▸ **OBJECTIVE**
Give only the number of lines in the records below that contain the string "background", where case counts.

▸ **DATA SUPPLIED**

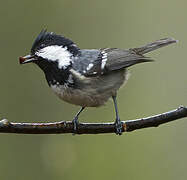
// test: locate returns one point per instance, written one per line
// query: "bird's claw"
(75, 125)
(119, 127)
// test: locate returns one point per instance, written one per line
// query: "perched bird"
(86, 77)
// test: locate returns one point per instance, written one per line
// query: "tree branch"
(91, 128)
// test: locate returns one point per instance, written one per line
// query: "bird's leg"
(75, 120)
(118, 123)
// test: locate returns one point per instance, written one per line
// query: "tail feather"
(155, 45)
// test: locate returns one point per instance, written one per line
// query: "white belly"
(95, 92)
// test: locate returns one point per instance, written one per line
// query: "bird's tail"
(155, 45)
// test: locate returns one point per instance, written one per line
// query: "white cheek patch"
(56, 53)
(89, 66)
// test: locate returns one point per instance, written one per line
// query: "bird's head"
(51, 49)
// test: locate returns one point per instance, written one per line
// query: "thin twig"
(91, 128)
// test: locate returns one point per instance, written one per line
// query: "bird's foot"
(119, 127)
(75, 125)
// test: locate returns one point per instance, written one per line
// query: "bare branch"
(91, 128)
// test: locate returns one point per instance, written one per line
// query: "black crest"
(45, 39)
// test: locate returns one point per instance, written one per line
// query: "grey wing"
(89, 62)
(118, 59)
(97, 62)
(102, 61)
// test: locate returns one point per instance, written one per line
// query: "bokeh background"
(153, 153)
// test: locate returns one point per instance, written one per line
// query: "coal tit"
(86, 77)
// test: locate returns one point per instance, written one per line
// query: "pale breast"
(95, 92)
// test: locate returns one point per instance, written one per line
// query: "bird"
(86, 77)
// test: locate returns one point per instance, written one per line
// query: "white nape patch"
(89, 66)
(104, 59)
(56, 53)
(70, 79)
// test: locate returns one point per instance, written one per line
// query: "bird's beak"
(27, 59)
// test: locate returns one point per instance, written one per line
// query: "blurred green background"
(154, 153)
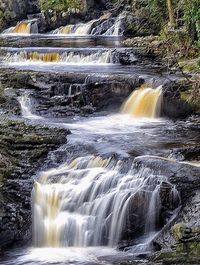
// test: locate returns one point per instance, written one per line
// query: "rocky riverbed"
(63, 127)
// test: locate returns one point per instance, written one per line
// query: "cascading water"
(100, 57)
(144, 102)
(94, 202)
(79, 29)
(23, 27)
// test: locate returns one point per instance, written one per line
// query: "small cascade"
(26, 106)
(102, 57)
(94, 202)
(23, 27)
(144, 102)
(79, 29)
(116, 29)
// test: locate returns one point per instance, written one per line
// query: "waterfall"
(116, 29)
(23, 27)
(94, 202)
(26, 105)
(65, 57)
(144, 102)
(80, 29)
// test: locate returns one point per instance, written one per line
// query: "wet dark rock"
(183, 175)
(62, 95)
(23, 148)
(173, 105)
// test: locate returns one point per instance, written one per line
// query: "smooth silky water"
(82, 201)
(83, 197)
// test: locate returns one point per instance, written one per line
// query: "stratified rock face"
(11, 11)
(23, 149)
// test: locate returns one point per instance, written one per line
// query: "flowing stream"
(91, 197)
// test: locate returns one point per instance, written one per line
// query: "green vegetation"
(179, 15)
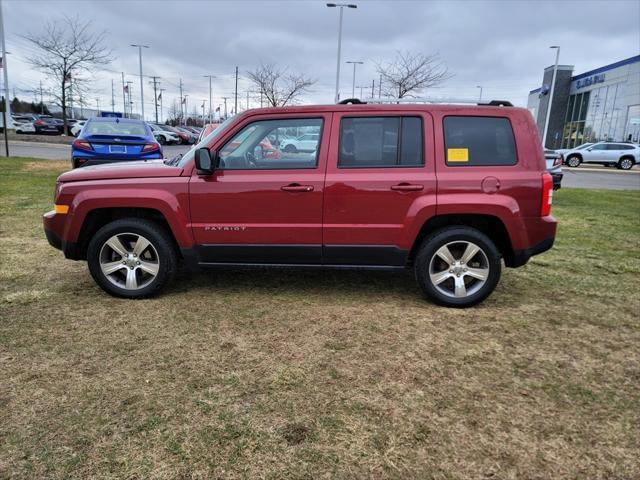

▸ **THE SOLUTION**
2